#### [REQUIREMENT]
Please report every line in the material below where the word "above" is found.

(SUPPLIED MATERIAL begins)

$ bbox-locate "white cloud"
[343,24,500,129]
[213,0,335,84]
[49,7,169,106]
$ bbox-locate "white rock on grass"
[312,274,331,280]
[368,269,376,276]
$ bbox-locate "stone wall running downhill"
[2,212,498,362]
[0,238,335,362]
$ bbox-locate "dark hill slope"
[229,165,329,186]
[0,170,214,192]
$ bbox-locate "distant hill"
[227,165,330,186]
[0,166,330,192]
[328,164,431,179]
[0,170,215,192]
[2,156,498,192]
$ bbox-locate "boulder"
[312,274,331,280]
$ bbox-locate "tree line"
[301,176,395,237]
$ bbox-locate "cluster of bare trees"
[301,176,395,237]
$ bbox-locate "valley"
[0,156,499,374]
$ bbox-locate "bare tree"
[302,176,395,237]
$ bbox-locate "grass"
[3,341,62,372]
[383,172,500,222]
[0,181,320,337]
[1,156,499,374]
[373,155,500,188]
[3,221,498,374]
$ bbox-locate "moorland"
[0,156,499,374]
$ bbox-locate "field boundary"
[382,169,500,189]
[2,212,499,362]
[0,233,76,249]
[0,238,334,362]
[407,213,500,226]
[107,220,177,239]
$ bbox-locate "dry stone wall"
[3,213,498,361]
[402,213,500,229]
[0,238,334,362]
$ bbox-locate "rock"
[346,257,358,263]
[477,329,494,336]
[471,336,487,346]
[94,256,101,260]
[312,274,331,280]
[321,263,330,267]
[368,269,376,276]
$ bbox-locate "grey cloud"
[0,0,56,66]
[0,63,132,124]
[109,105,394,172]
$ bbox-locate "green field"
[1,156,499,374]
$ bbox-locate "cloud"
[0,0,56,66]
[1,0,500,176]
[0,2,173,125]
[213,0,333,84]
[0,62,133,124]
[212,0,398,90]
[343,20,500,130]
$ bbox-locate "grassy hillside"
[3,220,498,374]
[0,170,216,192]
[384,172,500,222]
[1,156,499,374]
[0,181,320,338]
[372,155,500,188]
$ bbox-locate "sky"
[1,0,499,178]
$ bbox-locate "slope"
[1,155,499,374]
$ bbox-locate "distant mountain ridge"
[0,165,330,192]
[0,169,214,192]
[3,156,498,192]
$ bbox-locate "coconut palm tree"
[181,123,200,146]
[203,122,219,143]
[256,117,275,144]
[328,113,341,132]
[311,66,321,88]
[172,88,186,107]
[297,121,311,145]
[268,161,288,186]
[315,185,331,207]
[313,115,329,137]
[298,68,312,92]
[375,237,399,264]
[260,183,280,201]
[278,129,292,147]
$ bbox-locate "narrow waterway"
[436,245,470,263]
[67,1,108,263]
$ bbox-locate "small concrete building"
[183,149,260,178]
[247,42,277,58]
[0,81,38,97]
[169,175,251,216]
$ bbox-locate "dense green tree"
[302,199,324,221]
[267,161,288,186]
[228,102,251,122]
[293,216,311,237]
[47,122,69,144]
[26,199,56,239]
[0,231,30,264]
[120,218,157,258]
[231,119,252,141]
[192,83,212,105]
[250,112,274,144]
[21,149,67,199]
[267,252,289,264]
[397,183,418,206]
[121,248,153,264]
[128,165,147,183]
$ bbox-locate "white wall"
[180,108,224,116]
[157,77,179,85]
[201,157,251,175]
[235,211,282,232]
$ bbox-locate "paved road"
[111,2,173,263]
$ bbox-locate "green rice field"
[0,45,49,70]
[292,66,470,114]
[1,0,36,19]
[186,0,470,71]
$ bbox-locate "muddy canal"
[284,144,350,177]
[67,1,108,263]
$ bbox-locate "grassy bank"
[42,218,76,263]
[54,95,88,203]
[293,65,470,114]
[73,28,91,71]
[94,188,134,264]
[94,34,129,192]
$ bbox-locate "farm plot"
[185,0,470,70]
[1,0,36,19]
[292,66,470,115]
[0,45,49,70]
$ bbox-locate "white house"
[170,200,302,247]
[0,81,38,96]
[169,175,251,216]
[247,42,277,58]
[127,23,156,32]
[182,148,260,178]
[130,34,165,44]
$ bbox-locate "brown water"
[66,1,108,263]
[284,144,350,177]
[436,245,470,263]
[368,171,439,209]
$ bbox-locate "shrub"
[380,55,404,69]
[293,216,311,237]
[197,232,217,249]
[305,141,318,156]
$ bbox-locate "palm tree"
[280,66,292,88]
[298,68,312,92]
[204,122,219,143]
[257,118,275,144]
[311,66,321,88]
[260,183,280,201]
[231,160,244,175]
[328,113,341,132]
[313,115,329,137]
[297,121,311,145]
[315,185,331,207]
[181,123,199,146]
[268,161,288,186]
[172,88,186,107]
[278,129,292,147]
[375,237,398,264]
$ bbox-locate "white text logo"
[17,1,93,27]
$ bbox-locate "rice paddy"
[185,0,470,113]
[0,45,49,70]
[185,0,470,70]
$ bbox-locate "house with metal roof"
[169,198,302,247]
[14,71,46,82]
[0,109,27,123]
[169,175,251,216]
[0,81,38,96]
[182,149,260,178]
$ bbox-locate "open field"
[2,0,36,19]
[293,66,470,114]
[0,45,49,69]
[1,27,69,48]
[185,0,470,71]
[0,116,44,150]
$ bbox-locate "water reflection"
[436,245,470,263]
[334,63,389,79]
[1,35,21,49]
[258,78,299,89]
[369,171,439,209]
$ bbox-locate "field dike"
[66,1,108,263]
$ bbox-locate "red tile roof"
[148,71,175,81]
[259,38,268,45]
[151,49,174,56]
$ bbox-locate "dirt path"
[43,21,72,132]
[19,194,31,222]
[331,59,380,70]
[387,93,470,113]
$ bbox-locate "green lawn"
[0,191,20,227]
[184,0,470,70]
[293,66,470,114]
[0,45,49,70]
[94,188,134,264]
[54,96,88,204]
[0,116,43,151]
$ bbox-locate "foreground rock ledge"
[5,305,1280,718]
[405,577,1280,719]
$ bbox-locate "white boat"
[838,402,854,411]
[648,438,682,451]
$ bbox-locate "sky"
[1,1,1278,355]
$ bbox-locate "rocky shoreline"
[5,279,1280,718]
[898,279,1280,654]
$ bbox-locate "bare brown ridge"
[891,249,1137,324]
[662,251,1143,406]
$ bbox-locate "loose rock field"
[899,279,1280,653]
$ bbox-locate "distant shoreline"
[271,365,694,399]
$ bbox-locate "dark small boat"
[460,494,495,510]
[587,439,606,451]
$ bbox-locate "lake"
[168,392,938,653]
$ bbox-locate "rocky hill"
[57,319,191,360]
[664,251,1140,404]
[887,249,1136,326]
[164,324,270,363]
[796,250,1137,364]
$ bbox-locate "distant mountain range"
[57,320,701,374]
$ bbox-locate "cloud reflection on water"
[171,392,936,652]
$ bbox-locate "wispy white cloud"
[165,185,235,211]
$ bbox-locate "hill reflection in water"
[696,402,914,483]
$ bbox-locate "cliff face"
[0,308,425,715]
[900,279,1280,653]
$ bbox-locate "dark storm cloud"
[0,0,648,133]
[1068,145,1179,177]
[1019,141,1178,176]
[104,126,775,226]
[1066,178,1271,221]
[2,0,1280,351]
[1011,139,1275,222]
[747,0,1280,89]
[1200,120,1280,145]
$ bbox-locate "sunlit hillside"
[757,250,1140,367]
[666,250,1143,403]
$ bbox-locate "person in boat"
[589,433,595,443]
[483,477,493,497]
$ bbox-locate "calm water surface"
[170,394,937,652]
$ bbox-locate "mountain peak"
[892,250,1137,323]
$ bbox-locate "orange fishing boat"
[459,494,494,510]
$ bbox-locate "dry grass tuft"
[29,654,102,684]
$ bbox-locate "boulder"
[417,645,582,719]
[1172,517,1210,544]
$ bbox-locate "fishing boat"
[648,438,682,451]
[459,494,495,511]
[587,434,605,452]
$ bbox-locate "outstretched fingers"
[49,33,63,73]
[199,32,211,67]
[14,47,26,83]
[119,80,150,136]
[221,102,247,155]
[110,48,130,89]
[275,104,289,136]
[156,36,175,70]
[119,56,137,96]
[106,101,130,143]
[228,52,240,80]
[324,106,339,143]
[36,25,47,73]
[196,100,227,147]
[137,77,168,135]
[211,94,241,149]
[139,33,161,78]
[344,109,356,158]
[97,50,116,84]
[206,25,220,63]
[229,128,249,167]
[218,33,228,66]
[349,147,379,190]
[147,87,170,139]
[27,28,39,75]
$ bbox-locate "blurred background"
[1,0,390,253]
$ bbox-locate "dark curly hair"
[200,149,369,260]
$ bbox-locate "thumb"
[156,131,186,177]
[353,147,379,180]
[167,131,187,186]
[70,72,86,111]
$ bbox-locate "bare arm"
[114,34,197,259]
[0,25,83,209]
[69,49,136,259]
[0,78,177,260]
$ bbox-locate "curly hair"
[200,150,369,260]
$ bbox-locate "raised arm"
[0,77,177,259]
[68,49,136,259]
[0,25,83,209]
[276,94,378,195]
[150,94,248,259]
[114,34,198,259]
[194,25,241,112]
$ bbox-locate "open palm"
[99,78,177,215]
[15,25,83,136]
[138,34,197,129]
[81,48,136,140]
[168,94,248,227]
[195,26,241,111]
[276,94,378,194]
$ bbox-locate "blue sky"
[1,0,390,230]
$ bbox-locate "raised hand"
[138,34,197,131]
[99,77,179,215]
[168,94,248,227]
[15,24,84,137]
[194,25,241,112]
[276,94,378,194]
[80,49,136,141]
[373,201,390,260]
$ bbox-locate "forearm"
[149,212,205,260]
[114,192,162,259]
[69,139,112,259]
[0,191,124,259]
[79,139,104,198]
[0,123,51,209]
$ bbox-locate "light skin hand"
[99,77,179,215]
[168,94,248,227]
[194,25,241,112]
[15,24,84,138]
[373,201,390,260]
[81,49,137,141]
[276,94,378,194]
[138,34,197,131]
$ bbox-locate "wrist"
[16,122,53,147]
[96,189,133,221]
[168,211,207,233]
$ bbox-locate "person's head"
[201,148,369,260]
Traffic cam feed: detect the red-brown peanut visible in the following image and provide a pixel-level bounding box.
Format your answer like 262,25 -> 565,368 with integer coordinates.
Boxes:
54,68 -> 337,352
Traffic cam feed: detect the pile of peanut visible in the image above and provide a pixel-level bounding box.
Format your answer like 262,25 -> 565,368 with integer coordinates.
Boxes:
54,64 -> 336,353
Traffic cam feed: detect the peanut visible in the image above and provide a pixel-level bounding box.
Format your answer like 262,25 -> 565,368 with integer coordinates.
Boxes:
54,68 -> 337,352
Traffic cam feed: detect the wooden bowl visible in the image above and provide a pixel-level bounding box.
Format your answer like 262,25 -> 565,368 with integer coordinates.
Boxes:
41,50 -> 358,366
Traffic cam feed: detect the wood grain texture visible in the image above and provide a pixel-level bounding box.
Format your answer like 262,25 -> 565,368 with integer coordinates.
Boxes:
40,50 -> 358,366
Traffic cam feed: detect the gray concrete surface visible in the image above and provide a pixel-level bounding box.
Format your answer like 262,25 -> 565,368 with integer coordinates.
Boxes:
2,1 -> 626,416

(SUPPLIED MATERIAL ends)

#### [YOUR SOLUTION]
Traffic cam feed: detect the pile of peanut visible in the image above and provide a pixel-level bounding box.
Traffic cam feed: detect the peanut visible in the image above and provide a pixel-level bounding box.
Traffic cam feed: detect the wooden bowl visible in the image above and provide a pixel-level bounding box.
Traffic cam feed: detect the wood grain texture visible in the image above and provide a pixel-level bounding box.
Traffic cam feed: detect the gray concrete surface visible in the image above and provide a pixel-level bounding box.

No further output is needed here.